The input |

%%

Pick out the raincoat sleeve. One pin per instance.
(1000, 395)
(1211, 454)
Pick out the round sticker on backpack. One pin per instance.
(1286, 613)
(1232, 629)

%%

Work instructions | Every line of the material must be returned exactly as it appears.

Expected answer |
Pick out the raincoat sleeve. One pin per instance.
(1000, 395)
(1211, 454)
Pick out the round sticker on backpack. One pin per instance.
(1286, 613)
(1232, 629)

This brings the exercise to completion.